EXCERPTED PASSAGE:
# Setup environment

In [None]:
COURSE_PATH=/course/popgen25
DATA_PATH=$COURSE_PATH/pca
SOFTWARE_PATH=$COURSE_PATH/software

echo --programs that are installed:--
type plink
type PCAone


#make folder 
FOLDER=~/popgen25_pca
echo -e "\n--creating folder-- "
echo $FOLDER
mkdir -p $FOLDER

# enter folder
cd $FOLDER

#make sym link for data and current folder
ln -sfn $FOLDER ~/current_folder
ln -sfn $DATA_PATH ~/data_folder

# Simple example of PCA and MDS

First let's try to perform PCA and MDS on the small matrix from the slides. The below code will input the genotypes into R. 


In [None]:
#read in data from slides
G <-matrix(c(1,0,2,0,2,0,2,1,1,1,0,1,0,2,1,2,1,1,1,1,1,0,1,0,2,0,1,1,0,2,1,2,0,1,0),5,by=T,
           dimnames=list(paste0("IND",1:5),paste0("SNP",1:7)))
nInd <- nrow(G)

print(G)

In [None]:
import os
os.chdir(os.path.expanduser("~/data_folder"))

## run the code to start a quiz
from jupyterquiz import display_quiz
display_quiz('pca_quiz1.json')


## MDS 

Let's try to do MDS. First let's calculate the distance. The simple distance measure as seen in the slides is called a Manhattan distance.


In [None]:

## continue in R
D<-dist(G,upper=T,diag=T,method="manh")
D



 - How many dimensions are used to represent the distances?

Now let's reduce the number of dimension to 2 using MDS and plot the results:

In [None]:
k2<-cmdscale(D,k=2)

cat("\n Dimension reduction to two dimensions")
k2
cat("\n original Distance between individuals:")
org <- dist(G,upper=T,diag=T,method="manha")
org 

cat("\n Distance between individuals in from the MDS:")
round(D_k2<- dist(k2,upper=T,diag=T),2)

EXERCISE:
Could you resume the notebook on PCA and MDS of genotype data from the point where it stops? The data that come next are from a separate, unrelated source.

SOURCE INFORMATION:

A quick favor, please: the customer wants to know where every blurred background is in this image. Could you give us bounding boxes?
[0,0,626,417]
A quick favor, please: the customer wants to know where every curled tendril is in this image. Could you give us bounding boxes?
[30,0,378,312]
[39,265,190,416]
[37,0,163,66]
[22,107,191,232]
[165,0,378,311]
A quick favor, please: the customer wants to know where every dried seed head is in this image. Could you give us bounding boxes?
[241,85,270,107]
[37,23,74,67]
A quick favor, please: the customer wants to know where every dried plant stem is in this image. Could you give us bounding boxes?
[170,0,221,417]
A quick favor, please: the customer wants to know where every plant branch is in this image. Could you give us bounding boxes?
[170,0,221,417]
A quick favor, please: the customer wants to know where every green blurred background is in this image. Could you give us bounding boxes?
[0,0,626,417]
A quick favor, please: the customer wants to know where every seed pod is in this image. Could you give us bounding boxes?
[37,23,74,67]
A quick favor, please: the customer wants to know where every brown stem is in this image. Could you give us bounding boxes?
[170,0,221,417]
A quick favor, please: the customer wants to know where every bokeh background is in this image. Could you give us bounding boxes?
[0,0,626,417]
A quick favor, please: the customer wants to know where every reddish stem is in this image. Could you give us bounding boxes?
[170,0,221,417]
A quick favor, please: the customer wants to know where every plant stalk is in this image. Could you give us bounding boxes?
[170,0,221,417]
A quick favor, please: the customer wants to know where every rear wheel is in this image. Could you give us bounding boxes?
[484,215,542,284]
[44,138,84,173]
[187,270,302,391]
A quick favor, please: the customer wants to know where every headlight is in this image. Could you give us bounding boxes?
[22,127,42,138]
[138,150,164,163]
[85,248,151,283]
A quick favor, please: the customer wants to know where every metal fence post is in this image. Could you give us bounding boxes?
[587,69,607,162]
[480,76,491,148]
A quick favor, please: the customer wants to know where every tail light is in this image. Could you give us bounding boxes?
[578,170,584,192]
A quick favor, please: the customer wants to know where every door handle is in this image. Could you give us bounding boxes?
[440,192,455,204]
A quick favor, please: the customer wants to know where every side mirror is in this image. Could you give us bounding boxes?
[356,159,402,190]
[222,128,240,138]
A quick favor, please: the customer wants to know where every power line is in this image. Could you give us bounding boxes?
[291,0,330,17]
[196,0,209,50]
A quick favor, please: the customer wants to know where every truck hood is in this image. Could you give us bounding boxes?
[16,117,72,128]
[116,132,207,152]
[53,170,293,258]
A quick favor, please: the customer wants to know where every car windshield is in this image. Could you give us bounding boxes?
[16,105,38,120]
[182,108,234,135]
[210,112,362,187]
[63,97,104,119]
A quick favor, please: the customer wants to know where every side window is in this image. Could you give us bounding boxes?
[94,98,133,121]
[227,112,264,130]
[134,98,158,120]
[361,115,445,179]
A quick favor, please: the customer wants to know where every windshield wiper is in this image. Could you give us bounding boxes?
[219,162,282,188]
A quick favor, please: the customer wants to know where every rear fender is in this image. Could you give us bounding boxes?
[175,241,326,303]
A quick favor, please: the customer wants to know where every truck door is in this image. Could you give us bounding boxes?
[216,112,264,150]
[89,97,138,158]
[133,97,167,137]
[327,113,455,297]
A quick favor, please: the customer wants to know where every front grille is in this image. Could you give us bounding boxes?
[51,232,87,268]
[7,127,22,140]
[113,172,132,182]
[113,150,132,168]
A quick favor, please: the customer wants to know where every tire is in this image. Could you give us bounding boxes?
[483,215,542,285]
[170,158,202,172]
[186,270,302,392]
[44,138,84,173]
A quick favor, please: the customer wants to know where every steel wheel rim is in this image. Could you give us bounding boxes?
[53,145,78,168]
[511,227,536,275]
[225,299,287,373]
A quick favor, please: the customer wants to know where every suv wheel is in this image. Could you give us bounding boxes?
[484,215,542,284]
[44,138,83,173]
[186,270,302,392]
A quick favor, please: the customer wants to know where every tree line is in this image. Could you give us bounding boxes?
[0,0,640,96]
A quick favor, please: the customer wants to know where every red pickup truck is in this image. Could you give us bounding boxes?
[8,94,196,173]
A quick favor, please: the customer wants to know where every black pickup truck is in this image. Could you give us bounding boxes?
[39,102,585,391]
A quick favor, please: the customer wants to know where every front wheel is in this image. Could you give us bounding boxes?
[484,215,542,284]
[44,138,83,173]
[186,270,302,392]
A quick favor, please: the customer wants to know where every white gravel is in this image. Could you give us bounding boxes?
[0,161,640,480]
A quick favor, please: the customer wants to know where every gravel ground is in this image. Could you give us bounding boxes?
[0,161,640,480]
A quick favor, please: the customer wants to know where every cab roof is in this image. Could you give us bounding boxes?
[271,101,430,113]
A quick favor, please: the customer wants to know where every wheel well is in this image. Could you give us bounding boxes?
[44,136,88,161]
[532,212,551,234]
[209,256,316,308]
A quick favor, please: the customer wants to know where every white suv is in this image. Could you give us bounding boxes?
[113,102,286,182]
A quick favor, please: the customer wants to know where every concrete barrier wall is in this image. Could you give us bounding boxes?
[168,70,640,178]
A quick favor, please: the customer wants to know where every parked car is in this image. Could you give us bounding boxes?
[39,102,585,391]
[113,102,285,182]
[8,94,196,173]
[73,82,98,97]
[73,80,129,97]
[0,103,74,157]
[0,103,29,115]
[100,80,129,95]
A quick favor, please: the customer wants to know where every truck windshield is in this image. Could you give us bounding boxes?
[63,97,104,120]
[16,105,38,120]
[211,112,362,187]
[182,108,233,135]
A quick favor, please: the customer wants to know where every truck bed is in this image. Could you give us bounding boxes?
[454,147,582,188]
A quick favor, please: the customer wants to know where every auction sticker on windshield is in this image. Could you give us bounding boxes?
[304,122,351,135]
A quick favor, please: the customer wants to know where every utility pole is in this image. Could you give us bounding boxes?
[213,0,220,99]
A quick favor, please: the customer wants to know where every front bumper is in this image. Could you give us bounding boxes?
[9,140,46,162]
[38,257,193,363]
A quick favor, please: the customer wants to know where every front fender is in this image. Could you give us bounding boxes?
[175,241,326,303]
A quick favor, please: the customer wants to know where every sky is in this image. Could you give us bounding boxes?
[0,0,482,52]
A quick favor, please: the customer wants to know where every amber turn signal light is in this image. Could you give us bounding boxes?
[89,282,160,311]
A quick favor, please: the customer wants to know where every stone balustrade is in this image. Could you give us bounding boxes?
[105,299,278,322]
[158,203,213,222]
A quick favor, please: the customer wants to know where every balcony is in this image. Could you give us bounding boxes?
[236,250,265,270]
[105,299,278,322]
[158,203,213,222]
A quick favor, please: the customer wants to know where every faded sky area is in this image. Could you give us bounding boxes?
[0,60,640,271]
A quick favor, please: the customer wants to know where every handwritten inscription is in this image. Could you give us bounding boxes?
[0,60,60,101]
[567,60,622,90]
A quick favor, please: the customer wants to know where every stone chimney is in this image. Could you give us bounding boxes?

WRITTEN ANSWER:
In [None]:
#plot the results
 plot(k2,pch=16,cex=3,col=1:5+1,ylab="distance 2th dimension",
      xlab="distance 1. dimension",main="Multiple dimension scaling (MDS)")
 points(k2,pch=as.character(1:5))



 - Can you find any difference in the pairwise distances from the plot and the original pairwise distances?. 

## PCA
First let's try to perform PCA directy on the normalized genotypes without calculating the covariance matrix

 - Why do we normalize the genotypes?

 

In [None]:
 #first normalize the data do that the mean and variance is the same for each SNP
  normalize <- function(x){
    nInd <- nrow(x)
    avg <- colMeans(x)
    M <- x - rep(colMeans(x),each=nInd)
    M <- M/sqrt(2*rep(avg/2*(1-avg/2),each=nInd))
    M
 }
print(G)
 M <- normalize(G)
print(M)
cat("Dimension of M")
dim(M)

 svd <- svd(M)
 ## print the decomposition for M=SDV
 ## u is the eigenvectors
 ## d is eigen values
 print(svd)


The above is the decomposition of the genotypes into the diagonal matrix (d) with eigenvalues, and the left (u) and right (v) eigenvectors such that
$M=U\Sigma V^T$
where $\Sigma$ has the diagonal values of d. Therefore, we can reconstruct the normalized genotypes from U, d and v:


In [None]:
##make a diagonal matrix with the eigenvalues
SIGMA <-  diag(svd$d)
print(SIGMA)
## using the matrixes from the decomposition we can undo the transformation of our normalized genotypes
M2 <- svd$u%*%SIGMA%*%t(svd$v)
cat("Original normalized genotypes (M):")
round(M,3)
cat("Reconstructed normalized genotypes(M2):")
round(M2,3)

 - Did the reconstruction of the normalized genotypes work?
 - Would you be able to reconstruct the unnormalized (raw) genotypes?

Now try performing PCA based on the covariance matrix instead. To do so we first calculate the covariance matrix:


In [None]:
 ## calculate the covariance matrix
C <- M %*% t(M)
 print(C)


The covariance matrix also shows the relationship between each individuals with the most similar individuals having a high positive value while the most distant individuals having a negativ value. However, unlike the euclidian distance the diagonal is not zero but instead is it related to the diversity within each individual.

Now let's try to do PCA on this covariance matrix instead

In [None]:
 ## then perform the PCA by singular value decomposition
 e <- eigen(C)

 ## print first PC
cat("First pricipal component:")
 print(e$vectors[,1])
 ## print first PC
cat("Eigenvalues:")
 print(round(e$values,4))
 ##plot 2 first PC. for the 5 indiviudals
 plot(e$vectors[,1:2],pch=16,cex=3,col=1:5+1,ylab="2. PC",
      xlab="1. PC",main="Principle component analysis (PCA)")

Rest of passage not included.